Give back the full listing as written. No pictures go with it.
---
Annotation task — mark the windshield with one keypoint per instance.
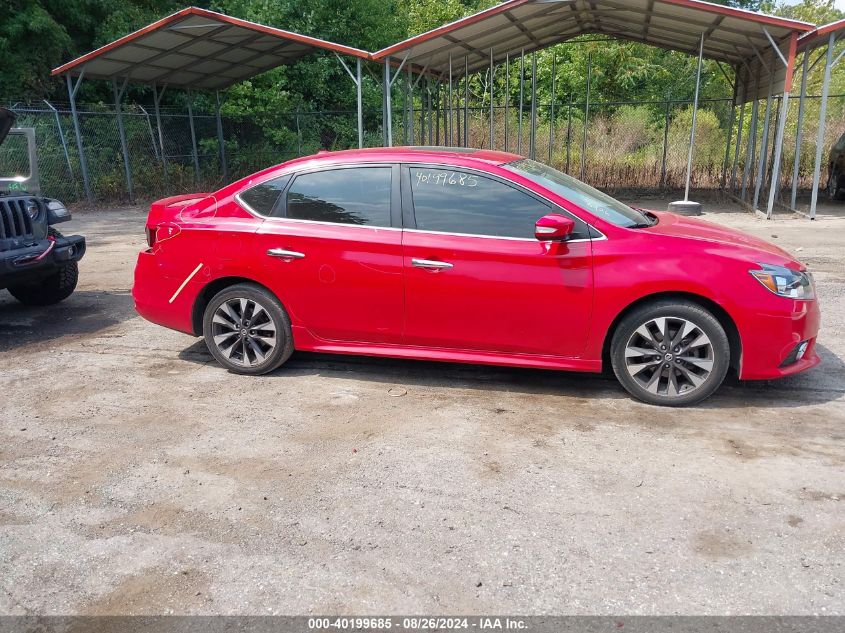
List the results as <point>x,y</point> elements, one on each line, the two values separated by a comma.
<point>599,204</point>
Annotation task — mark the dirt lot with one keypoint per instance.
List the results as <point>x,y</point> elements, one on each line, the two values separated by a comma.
<point>136,476</point>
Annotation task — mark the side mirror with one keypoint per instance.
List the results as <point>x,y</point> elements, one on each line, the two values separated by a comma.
<point>553,228</point>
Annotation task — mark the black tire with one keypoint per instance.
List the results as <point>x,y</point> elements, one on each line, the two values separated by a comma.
<point>834,188</point>
<point>663,376</point>
<point>57,287</point>
<point>240,352</point>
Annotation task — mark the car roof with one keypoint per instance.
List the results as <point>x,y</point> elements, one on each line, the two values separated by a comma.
<point>420,152</point>
<point>461,155</point>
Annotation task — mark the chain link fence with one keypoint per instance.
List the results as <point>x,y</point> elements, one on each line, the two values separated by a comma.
<point>632,146</point>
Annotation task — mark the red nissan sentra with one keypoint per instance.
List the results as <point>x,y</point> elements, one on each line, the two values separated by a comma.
<point>471,256</point>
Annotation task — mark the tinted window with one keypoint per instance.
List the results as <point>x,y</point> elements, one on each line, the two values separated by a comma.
<point>592,200</point>
<point>348,196</point>
<point>454,201</point>
<point>262,198</point>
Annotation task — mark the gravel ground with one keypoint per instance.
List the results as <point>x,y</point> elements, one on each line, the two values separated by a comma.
<point>136,476</point>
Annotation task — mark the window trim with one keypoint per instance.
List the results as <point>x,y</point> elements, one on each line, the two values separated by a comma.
<point>409,211</point>
<point>247,207</point>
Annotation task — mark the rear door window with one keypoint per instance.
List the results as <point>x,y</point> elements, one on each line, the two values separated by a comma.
<point>358,195</point>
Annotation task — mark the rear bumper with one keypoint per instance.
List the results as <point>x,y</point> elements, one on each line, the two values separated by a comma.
<point>771,338</point>
<point>30,264</point>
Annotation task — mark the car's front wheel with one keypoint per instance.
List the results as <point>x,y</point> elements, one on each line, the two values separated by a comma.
<point>670,353</point>
<point>247,330</point>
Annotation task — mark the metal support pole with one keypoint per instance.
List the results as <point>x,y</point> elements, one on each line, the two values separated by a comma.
<point>451,104</point>
<point>569,130</point>
<point>799,132</point>
<point>466,101</point>
<point>586,116</point>
<point>492,76</point>
<point>195,153</point>
<point>152,135</point>
<point>521,100</point>
<point>298,133</point>
<point>437,114</point>
<point>127,169</point>
<point>774,186</point>
<point>729,136</point>
<point>738,141</point>
<point>61,137</point>
<point>411,132</point>
<point>764,143</point>
<point>406,88</point>
<point>694,115</point>
<point>532,148</point>
<point>552,108</point>
<point>388,105</point>
<point>156,102</point>
<point>359,102</point>
<point>817,166</point>
<point>220,141</point>
<point>751,149</point>
<point>507,100</point>
<point>665,142</point>
<point>428,105</point>
<point>83,164</point>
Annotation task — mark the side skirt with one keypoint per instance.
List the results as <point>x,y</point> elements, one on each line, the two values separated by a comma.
<point>307,342</point>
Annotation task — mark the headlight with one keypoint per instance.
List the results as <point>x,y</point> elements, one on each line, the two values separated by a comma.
<point>32,208</point>
<point>56,211</point>
<point>785,282</point>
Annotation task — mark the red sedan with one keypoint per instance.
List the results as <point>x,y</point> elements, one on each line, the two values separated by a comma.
<point>477,257</point>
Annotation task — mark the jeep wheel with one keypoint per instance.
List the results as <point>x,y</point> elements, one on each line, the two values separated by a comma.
<point>670,353</point>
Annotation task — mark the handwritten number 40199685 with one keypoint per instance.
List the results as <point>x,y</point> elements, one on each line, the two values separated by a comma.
<point>446,179</point>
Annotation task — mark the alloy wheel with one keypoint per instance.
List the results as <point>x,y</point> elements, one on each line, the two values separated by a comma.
<point>243,331</point>
<point>669,356</point>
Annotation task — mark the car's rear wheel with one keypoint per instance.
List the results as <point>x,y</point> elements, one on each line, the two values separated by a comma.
<point>670,353</point>
<point>834,190</point>
<point>247,330</point>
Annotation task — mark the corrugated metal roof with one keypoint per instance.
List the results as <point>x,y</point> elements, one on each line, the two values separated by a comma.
<point>819,36</point>
<point>197,48</point>
<point>734,36</point>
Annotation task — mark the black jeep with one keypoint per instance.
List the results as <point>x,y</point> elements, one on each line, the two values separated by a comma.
<point>38,265</point>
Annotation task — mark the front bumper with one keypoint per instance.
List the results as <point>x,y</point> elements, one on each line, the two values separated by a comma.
<point>39,260</point>
<point>771,338</point>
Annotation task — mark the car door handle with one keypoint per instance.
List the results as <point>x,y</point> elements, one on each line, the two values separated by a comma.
<point>430,264</point>
<point>285,254</point>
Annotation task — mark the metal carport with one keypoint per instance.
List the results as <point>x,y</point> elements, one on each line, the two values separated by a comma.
<point>808,43</point>
<point>194,49</point>
<point>760,48</point>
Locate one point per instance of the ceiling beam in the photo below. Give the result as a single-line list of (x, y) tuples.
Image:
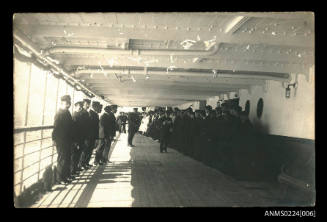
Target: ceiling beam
---
== Answer section ==
Annotation task — mark the windshield with one keypoint per instance.
List the results as <point>x,y</point> elements, one on each line, the two values separated by a comma.
<point>599,204</point>
Annotation task — mark the dirt lot with one keypoint per instance.
List the results as <point>x,y</point> elements, one on each line, the two values separated by a comma.
<point>136,476</point>
Annotation task — mark the side mirror with one keypoint per instance.
List the results as <point>x,y</point> elements, one on each line, the two values separated by a comma.
<point>553,228</point>
Annotation task — mark the black tire with one keypoint per instance.
List the results as <point>x,y</point> elements, one on each line, the two values separated by a comma.
<point>834,188</point>
<point>663,376</point>
<point>57,287</point>
<point>240,352</point>
Annotation task — mark the car roof with one keypoint per instance.
List the results as <point>x,y</point> elements, one on each line, the two values separated by a comma.
<point>420,152</point>
<point>461,155</point>
Annotation task — mark the chain link fence with one keypoint per instance.
List the results as <point>x,y</point> elements, one on each line, the two values separated by a comma.
<point>632,146</point>
Annotation task — mark the red nissan sentra with one keypoint per instance.
List the results as <point>x,y</point> elements, one on each line, the two values separated by a comma.
<point>471,256</point>
Annotation task — mark the tinted window with one keypoint per instance.
List the results as <point>x,y</point> elements, one on each line, the two values separated by a comma.
<point>592,200</point>
<point>348,196</point>
<point>454,201</point>
<point>262,198</point>
Annotation task — mark the gravel ground with one keypoint per instance.
List the results as <point>x,y</point> elements, one on each line, the two values separated by a comma.
<point>136,476</point>
Annotation task — mark the window trim with one keypoint per instance.
List the results as <point>x,y</point> elements, one on each line, the two values separated by a comma.
<point>409,211</point>
<point>247,207</point>
Annotation task — mark the rear door window with one keypoint per instance.
List the results as <point>x,y</point> elements, one on each line, the two values separated by a comma.
<point>358,195</point>
Annotation task — mark the rear bumper with one keypoint per instance.
List the results as <point>x,y</point> elements, one on each line, the two values separated by a comma.
<point>771,338</point>
<point>30,264</point>
Annotation task — mark the car's front wheel with one keypoint per instance.
List the results as <point>x,y</point> elements, one on each line, the two values separated by a comma.
<point>670,353</point>
<point>247,330</point>
Annotation task — mark the metal support pole with one keypoint per instance.
List the results as <point>x,y</point> elements, one on each line, the two values separated by a comma.
<point>451,104</point>
<point>569,130</point>
<point>799,132</point>
<point>466,101</point>
<point>586,116</point>
<point>492,76</point>
<point>195,153</point>
<point>152,135</point>
<point>521,100</point>
<point>298,133</point>
<point>437,114</point>
<point>127,169</point>
<point>774,186</point>
<point>729,136</point>
<point>738,141</point>
<point>61,137</point>
<point>411,132</point>
<point>764,143</point>
<point>406,88</point>
<point>694,115</point>
<point>532,148</point>
<point>552,108</point>
<point>388,105</point>
<point>156,102</point>
<point>359,102</point>
<point>817,166</point>
<point>220,141</point>
<point>751,149</point>
<point>507,100</point>
<point>665,142</point>
<point>428,105</point>
<point>83,164</point>
Annotation task — mark the side skirt with one keypoint per instance.
List the results as <point>x,y</point> elements, one on each line, the two values separated by a comma.
<point>307,342</point>
Annotation task — mark the headlight with one keypoint per instance.
List the results as <point>x,y</point> elements, one on each line, the two values separated by a comma.
<point>32,208</point>
<point>56,211</point>
<point>785,282</point>
Annotation task — mark the red sedan with one keypoint per instance.
List the results as <point>x,y</point> elements, one on each line, the two values separated by a comma.
<point>477,257</point>
Annotation task — mark the jeep wheel with one keypoint per instance.
List the results as <point>x,y</point> elements, one on each line, the two values separated by a comma.
<point>670,353</point>
Annotation task — mark the handwritten number 40199685 with one keypoint per instance.
List the results as <point>x,y</point> elements, one on each line, the two values separated by a comma.
<point>446,179</point>
Annotation task — mark the alloy wheel with one keypoint per instance.
List the results as <point>x,y</point> elements, one on each line, the two values separated by a comma.
<point>243,331</point>
<point>669,356</point>
Annotation task — mark the car's rear wheel with one keypoint per instance.
List the results as <point>x,y</point> elements, one on each line, the two values separated by a comma.
<point>670,353</point>
<point>834,190</point>
<point>247,330</point>
Annotation task — mark the corrugated metal roof with one keypoint per instance.
List the results as <point>x,y</point> elements, one on each line, the two values separated by a comma.
<point>819,36</point>
<point>197,48</point>
<point>734,36</point>
Annotation task — mark the black jeep with one keypoint per instance.
List the results as <point>x,y</point> elements, one on each line, the two values separated by a comma.
<point>38,265</point>
Annotation task — mark the front bumper with one keypoint per instance.
List the results as <point>x,y</point> elements, one on each line, the two values separated by a comma.
<point>39,260</point>
<point>771,338</point>
Annotation task — mark the car door handle with one keypoint per instance.
List the results as <point>x,y</point> elements, one on each line, the two values separated by a comma.
<point>430,264</point>
<point>285,254</point>
Annotation task — mark the metal carport with one keypoint per instance.
List the results as <point>x,y</point> elements, one on each line, the two values separated by a comma.
<point>808,43</point>
<point>194,49</point>
<point>760,48</point>
Locate one point per instance of the ceiling beam in the photo below. Give the result as a single-line list of (x, y) tuples.
Image:
Target: ceiling beam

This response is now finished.